Selasa, 26 September 2017

A mom's journey (1)


Menjadi seorang ibu adalah sebuah perjalanan yang panjang. Masing-masing episode punya kisahnya sendiri. Ada kalanya menang namun dibanyak kesempatan gagal. Mungkin bukan gagal, hanya merasa gagal.... Yaaahhh... itulah pengalaman.

Seperti hari ini. Saya merasa gagal menjadi seorang ibu yang baik. Seminggu terakhir saya meluangkan lebih banyak waktu untuk mengajar "murid" saya satu-satunya ini. Dengan penuh semangat saya membuatkan soal-soal latihan untuk dia kerjakan. Not bad. Hampir semua dikerjakan dengan baik. Semalam, sepulang dari kerja saya langsung memeriksa soal-soal latihan yang saya tugaskan untuk dia kerjakan sambil menunggu saya pulang. Bahagianya saya melihat soal-soal sudah dikerjakan dengan baik dan saat proses tanya jawab berlangsung dia bs menjawab semua pertanyaan dengan baik. Good job nak!

Informasi Sumber:

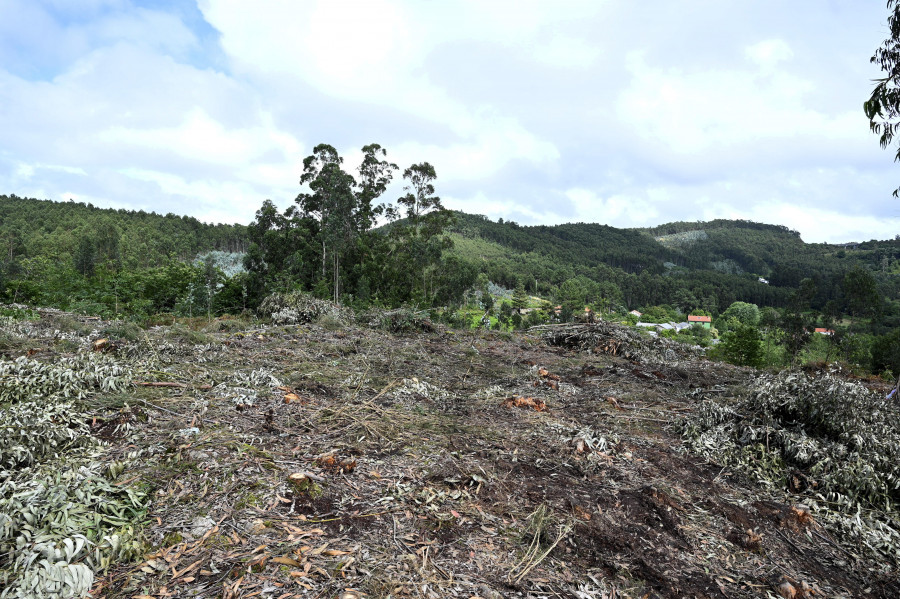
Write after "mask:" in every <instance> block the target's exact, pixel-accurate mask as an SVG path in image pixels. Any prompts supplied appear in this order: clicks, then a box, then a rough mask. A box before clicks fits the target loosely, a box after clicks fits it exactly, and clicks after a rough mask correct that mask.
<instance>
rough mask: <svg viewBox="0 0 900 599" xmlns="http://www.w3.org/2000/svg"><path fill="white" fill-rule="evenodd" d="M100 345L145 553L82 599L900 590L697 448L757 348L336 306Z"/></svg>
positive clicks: (3, 559) (839, 540)
mask: <svg viewBox="0 0 900 599" xmlns="http://www.w3.org/2000/svg"><path fill="white" fill-rule="evenodd" d="M66 319H68V320H66ZM61 323H62V324H63V325H65V326H63V327H62V328H63V329H66V328H68V329H69V330H61V329H60V324H61ZM229 323H230V324H229ZM108 326H109V323H103V322H96V321H89V322H76V321H75V320H74V319H73V317H71V316H70V315H65V314H60V313H50V312H47V313H45V314H44V316H43V318H42V320H41V321H39V322H36V323H30V324H29V323H24V324H23V323H21V322H19V323H14V322H7V324H6V326H5V331H6V333H7V335H8V336H9V342H8V343H6V345H5V347H6V350H5V353H6V359H14V358H16V357H18V356H20V355H28V356H30V358H29V359H30V360H32V361H36V362H40V363H44V364H54V363H58V362H59V361H60V360H62V359H65V358H67V357H68V356H75V355H85V354H88V353H89V352H90V351H91V349H92V348H93V347H94V343H95V342H96V341H97V340H98V339H100V338H104V336H103V335H102V331H103V330H104V328H108ZM236 329H239V330H236ZM104 347H108V348H110V349H109V350H108V351H107V353H105V354H103V358H102V360H103V361H104V363H106V362H107V361H108V363H110V364H116V365H119V366H120V367H121V368H122V369H127V370H123V372H126V371H127V372H128V374H129V375H130V376H131V377H132V378H133V380H132V381H131V384H129V385H128V386H127V388H124V389H122V388H119V387H116V386H113V387H112V388H107V389H104V388H103V387H102V385H101V386H100V388H95V387H91V388H90V390H89V391H90V392H89V393H88V394H87V395H86V396H85V398H83V399H81V400H78V401H79V403H78V407H77V409H78V410H79V412H78V414H79V417H80V418H83V420H82V421H81V425H83V426H84V427H85V428H86V429H87V430H86V431H85V432H86V434H89V435H90V436H91V437H92V438H93V440H94V442H95V445H93V446H92V447H93V448H94V449H93V450H92V451H93V453H92V457H91V458H90V459H91V460H93V462H96V463H103V464H119V466H116V467H114V468H108V469H107V471H106V472H105V474H103V476H105V477H106V478H105V479H106V480H107V481H108V486H110V488H111V489H113V490H116V489H118V490H122V489H130V490H131V494H133V496H134V497H135V501H136V502H137V503H136V505H137V506H138V507H136V508H135V510H134V517H136V518H138V519H139V520H140V521H141V522H142V524H141V525H140V526H139V527H138V528H137V529H136V530H135V532H134V535H133V538H135V539H139V540H140V542H141V547H140V549H141V550H140V551H136V552H129V553H127V554H125V556H124V557H123V558H122V559H116V560H113V561H112V562H111V563H110V564H109V567H108V568H104V567H102V566H103V564H100V563H99V562H98V564H97V567H96V568H95V573H94V574H95V576H94V579H93V582H92V595H93V596H98V597H99V596H102V597H135V596H140V597H250V596H261V597H276V598H283V599H286V598H287V597H294V596H296V597H337V596H338V595H339V594H340V593H341V592H342V591H343V590H345V589H356V590H358V591H359V592H361V593H363V594H364V595H365V596H367V597H463V598H466V599H469V598H472V597H483V598H485V599H487V598H496V597H578V598H582V599H583V598H601V597H645V596H649V597H727V598H738V597H761V596H767V595H768V596H777V595H776V593H777V592H778V589H779V586H781V585H784V584H785V583H787V584H790V585H791V586H792V588H794V589H795V591H796V593H797V595H796V596H811V597H812V596H815V597H818V596H822V597H848V598H849V597H860V596H872V597H885V598H887V597H896V596H900V585H898V583H897V560H896V552H897V548H894V555H895V558H894V559H893V560H891V559H886V558H885V557H884V555H883V554H881V556H880V557H878V556H874V555H873V554H872V553H870V552H867V551H866V548H865V547H862V546H855V545H853V544H852V543H851V542H850V540H849V539H848V538H841V537H837V536H836V535H835V534H834V531H831V530H829V529H828V527H827V524H820V523H819V522H818V520H819V516H818V514H817V513H816V511H815V510H814V509H813V510H812V511H811V512H810V511H809V509H808V508H804V507H803V506H802V505H800V504H802V503H803V502H804V495H803V491H802V490H801V491H798V492H795V493H792V492H791V491H789V490H787V488H782V487H780V486H778V485H773V484H768V485H766V484H761V483H759V482H757V481H756V479H755V478H753V477H751V476H749V475H748V474H746V473H744V471H742V470H739V469H737V468H736V467H735V468H732V467H723V466H722V465H721V464H718V463H715V462H713V461H708V460H707V459H705V458H703V457H700V456H699V455H697V454H691V453H689V452H687V451H686V450H685V449H684V446H683V444H682V441H681V438H680V436H679V434H678V431H677V430H676V428H675V427H674V426H672V425H673V424H674V423H675V422H676V419H679V418H682V419H683V418H685V417H689V416H691V415H693V414H695V413H696V412H697V410H698V407H699V406H701V405H706V404H705V403H704V402H705V400H710V399H715V400H716V401H718V402H722V403H723V404H730V403H733V402H737V401H740V400H741V399H742V398H744V397H746V395H747V393H748V390H749V389H750V388H751V386H752V385H753V382H754V377H755V375H756V373H755V371H752V370H750V369H741V368H736V367H731V366H728V365H722V364H715V363H711V362H707V361H704V360H696V359H688V358H684V359H682V358H679V357H678V356H676V355H667V354H666V353H665V352H663V353H662V354H661V355H658V356H657V357H656V358H655V359H654V361H644V359H646V360H649V359H650V358H649V354H648V357H646V358H644V359H642V358H641V357H640V356H631V357H632V360H630V361H629V360H626V359H624V358H622V357H621V356H620V355H609V354H604V353H600V352H594V351H582V350H575V349H569V348H568V347H555V346H550V345H548V344H547V343H545V342H544V341H543V340H542V339H541V337H539V336H538V335H536V334H531V335H529V334H516V335H511V334H506V333H502V334H501V333H493V334H492V333H487V332H481V331H478V332H456V331H448V330H443V329H440V328H437V327H433V330H430V331H423V330H402V331H400V332H399V333H392V332H390V331H387V330H383V329H380V328H369V327H362V326H357V325H354V324H349V323H347V322H343V323H338V322H332V321H327V322H322V324H315V323H312V324H306V325H288V326H265V325H257V324H252V325H250V324H244V325H241V326H238V323H236V321H214V322H213V323H212V324H210V325H209V326H208V327H207V328H206V330H205V331H202V332H197V331H191V330H188V329H185V328H184V327H175V328H173V327H157V328H155V329H152V330H150V331H148V332H146V333H145V334H143V335H142V336H141V337H140V338H138V339H137V340H133V341H128V340H125V339H118V340H116V339H112V340H110V342H109V344H108V345H107V346H104ZM595 347H596V345H595ZM101 349H102V348H101ZM587 349H591V348H590V347H588V348H587ZM117 372H118V371H117ZM41 393H42V395H41V398H42V400H43V401H44V403H51V402H54V401H56V399H55V395H53V394H47V393H45V392H44V391H41ZM515 398H522V399H523V400H527V399H529V398H531V399H532V400H533V401H531V402H530V403H529V402H528V401H515ZM510 399H513V401H509V400H510ZM25 401H32V402H33V401H35V400H34V398H33V397H32V398H30V399H29V398H21V397H20V398H18V399H13V400H12V403H11V404H5V407H4V410H9V409H10V406H11V405H16V404H18V403H24V402H25ZM516 406H521V407H516ZM894 409H895V410H896V408H894ZM894 422H895V423H896V420H895V421H894ZM52 453H53V452H51V454H52ZM57 453H58V452H57ZM710 458H711V459H714V458H715V455H714V452H713V453H712V454H711V455H710ZM66 459H68V458H67V457H66V455H65V454H64V453H63V454H59V455H58V456H57V457H54V456H53V455H50V454H48V455H46V456H44V457H42V458H40V460H43V464H44V465H45V467H55V466H53V464H56V463H57V462H56V461H54V460H62V461H63V462H64V461H65V460H66ZM40 460H39V461H40ZM60 463H62V462H60ZM2 476H4V477H6V478H7V480H12V479H13V478H14V476H15V472H14V471H6V472H4V473H3V474H2ZM98 476H99V475H98ZM141 498H144V499H141ZM3 499H5V498H0V501H2V500H3ZM2 505H3V504H0V506H2ZM10 515H11V516H13V517H14V515H13V514H10ZM823 521H824V520H823ZM0 524H2V521H0ZM13 530H14V526H12V527H8V528H6V529H3V528H0V531H3V535H4V536H2V537H0V542H2V543H3V544H4V545H3V546H4V548H6V547H7V545H8V544H10V543H12V544H13V545H15V543H16V541H15V538H16V537H17V536H22V535H21V533H20V532H19V533H14V532H13ZM130 538H131V537H130ZM88 540H89V543H88V549H90V544H91V543H94V544H97V542H98V541H96V540H94V539H91V538H90V537H89V538H88ZM57 542H58V543H59V544H60V546H63V545H65V543H63V541H62V538H59V539H57ZM76 553H77V552H76ZM86 554H87V553H86V552H85V554H84V555H86ZM79 555H80V554H79ZM69 561H70V562H71V563H81V562H83V561H84V558H79V557H78V556H77V555H75V556H74V557H73V558H72V559H71V560H69ZM0 570H2V571H3V573H4V574H5V575H7V576H8V578H9V581H10V584H11V586H9V587H8V588H7V590H6V591H3V593H2V596H4V597H6V596H10V597H15V596H29V595H16V594H15V593H16V592H17V591H16V590H15V588H16V587H15V585H14V584H13V583H14V582H15V580H17V576H18V575H19V574H21V572H22V571H24V570H22V569H21V568H20V569H19V570H16V569H15V568H14V565H13V564H12V563H11V562H10V559H9V558H8V557H6V554H4V557H2V558H0ZM804 585H805V586H804ZM784 592H786V591H785V590H784V588H783V587H782V593H784ZM47 596H51V595H47Z"/></svg>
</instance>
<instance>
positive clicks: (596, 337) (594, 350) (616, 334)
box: [530, 321, 702, 361]
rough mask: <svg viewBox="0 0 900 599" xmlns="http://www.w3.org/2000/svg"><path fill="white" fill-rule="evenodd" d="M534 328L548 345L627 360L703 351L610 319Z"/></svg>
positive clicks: (686, 356)
mask: <svg viewBox="0 0 900 599" xmlns="http://www.w3.org/2000/svg"><path fill="white" fill-rule="evenodd" d="M530 330H532V331H538V332H540V333H541V337H542V338H543V340H544V341H545V342H546V343H547V344H548V345H556V346H560V347H568V348H571V349H576V350H579V351H587V352H592V353H596V354H607V355H610V356H619V357H622V358H625V359H626V360H639V361H672V360H675V359H677V358H682V359H684V358H690V357H696V356H697V355H699V354H700V353H701V351H702V350H700V349H698V348H694V347H691V346H689V345H685V344H683V343H677V342H675V341H670V340H668V339H659V338H656V339H654V338H651V337H645V336H644V335H642V334H641V333H639V332H638V331H636V330H634V329H632V328H631V327H627V326H623V325H620V324H614V323H611V322H607V321H600V322H597V323H586V324H559V325H541V326H537V327H532V328H531V329H530Z"/></svg>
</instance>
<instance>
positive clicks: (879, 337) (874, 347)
mask: <svg viewBox="0 0 900 599" xmlns="http://www.w3.org/2000/svg"><path fill="white" fill-rule="evenodd" d="M872 370H873V372H884V371H887V370H890V371H891V372H892V373H893V374H894V375H900V329H894V330H893V331H892V332H890V333H887V334H885V335H881V336H880V337H876V338H875V339H874V341H873V342H872Z"/></svg>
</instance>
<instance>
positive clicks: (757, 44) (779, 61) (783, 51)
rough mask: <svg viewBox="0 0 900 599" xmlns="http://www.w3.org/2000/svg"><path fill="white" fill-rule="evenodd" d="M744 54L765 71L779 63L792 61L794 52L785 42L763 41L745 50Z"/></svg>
mask: <svg viewBox="0 0 900 599" xmlns="http://www.w3.org/2000/svg"><path fill="white" fill-rule="evenodd" d="M744 54H745V55H746V56H747V58H749V59H750V60H751V61H752V62H754V63H756V64H757V65H758V66H759V67H762V68H763V69H767V68H772V67H774V66H775V65H777V64H778V63H779V62H782V61H787V60H790V59H791V58H793V57H794V51H793V50H791V47H790V46H789V45H788V44H787V42H785V41H784V40H777V39H775V40H763V41H761V42H757V43H755V44H753V45H751V46H747V47H746V48H744Z"/></svg>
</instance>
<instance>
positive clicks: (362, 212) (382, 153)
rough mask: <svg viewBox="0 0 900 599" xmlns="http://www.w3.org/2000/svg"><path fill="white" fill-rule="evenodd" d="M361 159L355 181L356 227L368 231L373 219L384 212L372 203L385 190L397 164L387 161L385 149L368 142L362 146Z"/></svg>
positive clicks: (359, 228)
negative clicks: (356, 206)
mask: <svg viewBox="0 0 900 599" xmlns="http://www.w3.org/2000/svg"><path fill="white" fill-rule="evenodd" d="M362 153H363V160H362V163H361V164H360V165H359V171H358V172H359V181H358V183H357V188H358V191H357V194H356V197H357V206H358V208H357V215H356V217H357V227H358V228H359V230H360V231H368V230H369V229H371V228H372V226H373V225H374V224H375V219H376V218H377V217H378V216H379V215H381V214H382V213H383V212H384V206H383V205H373V203H374V202H375V200H377V199H378V198H379V197H381V195H382V194H383V193H384V192H385V191H386V190H387V186H388V185H390V183H391V180H393V178H394V171H396V170H397V168H398V167H397V165H396V164H394V163H392V162H388V161H387V160H386V159H385V157H386V156H387V151H386V150H385V149H384V148H382V147H381V146H380V145H378V144H369V145H367V146H363V148H362Z"/></svg>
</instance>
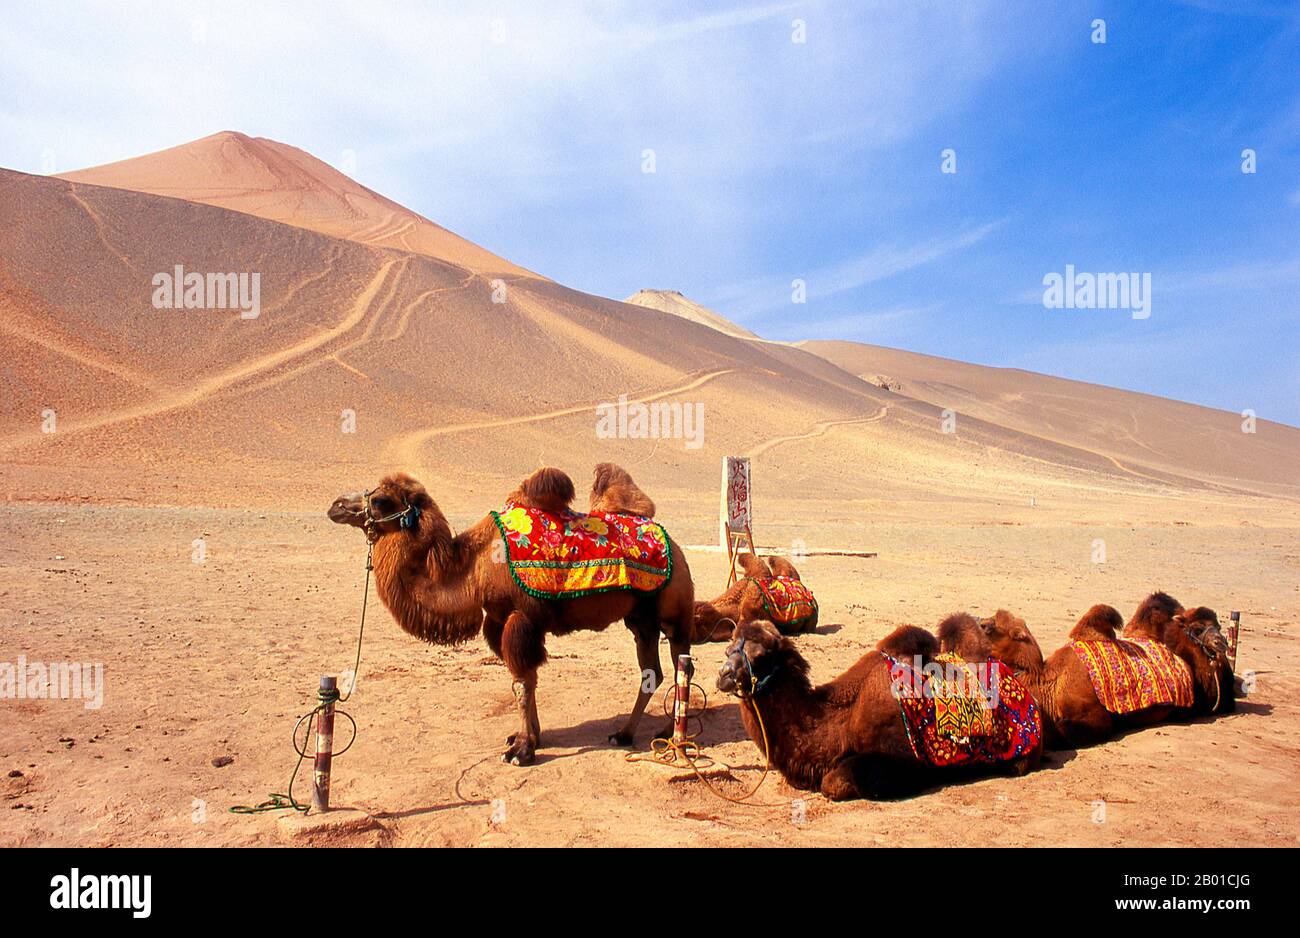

Perintah Tugas:
Dalam tulisan tentang perjalanan menjadi ibu, kapan penulis memeriksa soal-soal latihan yang ditugaskan kepada anaknya? Tolong jawab singkat. Catatan tersebut sama sekali tidak digunakan di sini.

Jawaban:
Semalam, sepulang dari kerja.